>> start Data records

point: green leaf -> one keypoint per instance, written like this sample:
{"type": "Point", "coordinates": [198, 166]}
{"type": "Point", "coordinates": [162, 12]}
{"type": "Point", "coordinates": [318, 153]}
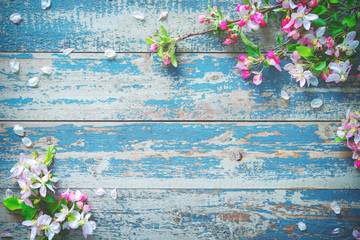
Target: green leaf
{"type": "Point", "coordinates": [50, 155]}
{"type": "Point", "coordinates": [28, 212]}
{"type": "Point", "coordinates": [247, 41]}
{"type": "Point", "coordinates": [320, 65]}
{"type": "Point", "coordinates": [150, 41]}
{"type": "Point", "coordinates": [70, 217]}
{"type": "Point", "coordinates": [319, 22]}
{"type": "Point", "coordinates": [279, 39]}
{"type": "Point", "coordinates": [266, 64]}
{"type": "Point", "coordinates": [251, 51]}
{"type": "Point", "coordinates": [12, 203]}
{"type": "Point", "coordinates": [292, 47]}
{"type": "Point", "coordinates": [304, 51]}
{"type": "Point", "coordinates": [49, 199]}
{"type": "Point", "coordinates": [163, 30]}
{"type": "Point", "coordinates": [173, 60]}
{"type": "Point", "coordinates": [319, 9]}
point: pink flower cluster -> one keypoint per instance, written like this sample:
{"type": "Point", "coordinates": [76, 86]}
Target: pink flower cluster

>> end Data records

**What to produce:** Reproduce only the lines running from the one that contains "point: pink flower" to the last line of the records.

**Result below:**
point: pink flower cluster -> one keypoint per instance, written like this sample:
{"type": "Point", "coordinates": [76, 86]}
Target: pink flower cluster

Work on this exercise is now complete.